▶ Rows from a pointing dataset
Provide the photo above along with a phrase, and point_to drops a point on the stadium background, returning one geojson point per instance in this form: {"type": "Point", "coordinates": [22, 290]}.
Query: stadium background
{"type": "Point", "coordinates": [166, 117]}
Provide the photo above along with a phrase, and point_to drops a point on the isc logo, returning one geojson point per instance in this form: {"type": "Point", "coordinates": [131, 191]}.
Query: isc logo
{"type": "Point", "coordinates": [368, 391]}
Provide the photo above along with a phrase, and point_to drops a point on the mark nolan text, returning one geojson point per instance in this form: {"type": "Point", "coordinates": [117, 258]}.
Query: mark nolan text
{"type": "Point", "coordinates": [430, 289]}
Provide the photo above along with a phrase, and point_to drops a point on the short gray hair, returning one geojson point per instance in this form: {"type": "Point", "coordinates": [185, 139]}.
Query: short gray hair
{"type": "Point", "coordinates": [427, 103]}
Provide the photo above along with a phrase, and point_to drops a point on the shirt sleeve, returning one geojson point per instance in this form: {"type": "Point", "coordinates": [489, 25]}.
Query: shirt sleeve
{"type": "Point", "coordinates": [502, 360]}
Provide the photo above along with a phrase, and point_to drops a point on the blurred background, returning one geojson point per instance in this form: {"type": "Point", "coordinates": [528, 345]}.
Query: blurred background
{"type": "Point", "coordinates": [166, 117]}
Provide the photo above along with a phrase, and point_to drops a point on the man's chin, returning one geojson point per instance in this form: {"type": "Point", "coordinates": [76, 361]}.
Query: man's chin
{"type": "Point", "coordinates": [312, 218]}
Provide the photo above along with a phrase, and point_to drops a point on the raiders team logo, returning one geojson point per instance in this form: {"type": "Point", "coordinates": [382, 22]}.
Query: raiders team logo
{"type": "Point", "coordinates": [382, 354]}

▶ What the task requires
Rename "point_to" to "mark_point" everywhere it occurs in the items above, and give all the items again with nothing else changed.

▶ Written response
Provide the photo above along with a phrase, and mark_point drops a point on the stadium background, returning one geojson point per instance in this form: {"type": "Point", "coordinates": [22, 290]}.
Query: stadium background
{"type": "Point", "coordinates": [166, 117]}
Provide the photo above along with a phrase, and mark_point drops a point on the isc logo, returning one geojson point per instance in this form: {"type": "Point", "coordinates": [131, 191]}.
Query: isc logo
{"type": "Point", "coordinates": [368, 391]}
Provide the photo above along with a phrase, and mark_point drops a point on the mark nolan text, returning one geojson point per instance in this form: {"type": "Point", "coordinates": [117, 258]}.
Query: mark nolan text
{"type": "Point", "coordinates": [430, 289]}
Provide the photo above along with a phrase, and mark_point drops a point on the short gray hair, returning one geojson point per instance in this form: {"type": "Point", "coordinates": [185, 139]}.
Query: short gray hair
{"type": "Point", "coordinates": [427, 103]}
Provide the photo above along with a phrase, and mark_point drops a point on the shirt sleeve, returning one geojson point per instance in this form: {"type": "Point", "coordinates": [489, 25]}.
Query: shirt sleeve
{"type": "Point", "coordinates": [502, 360]}
Provide the photo above along with a phrase, and mark_point drops a point on the blurred background, returning one geojson point per instance in this form: {"type": "Point", "coordinates": [528, 345]}.
Query: blurred background
{"type": "Point", "coordinates": [166, 117]}
Provide the photo above along with a phrase, and mark_point drops a point on the man's chin, returning one geojson point per instance in this form: {"type": "Point", "coordinates": [76, 361]}.
Query: man's chin
{"type": "Point", "coordinates": [312, 218]}
Provide the photo above along with a phrase, and mark_point drops a point on the raiders team logo, returning one geojson point per instance in this form: {"type": "Point", "coordinates": [382, 22]}.
Query: raiders team logo
{"type": "Point", "coordinates": [382, 354]}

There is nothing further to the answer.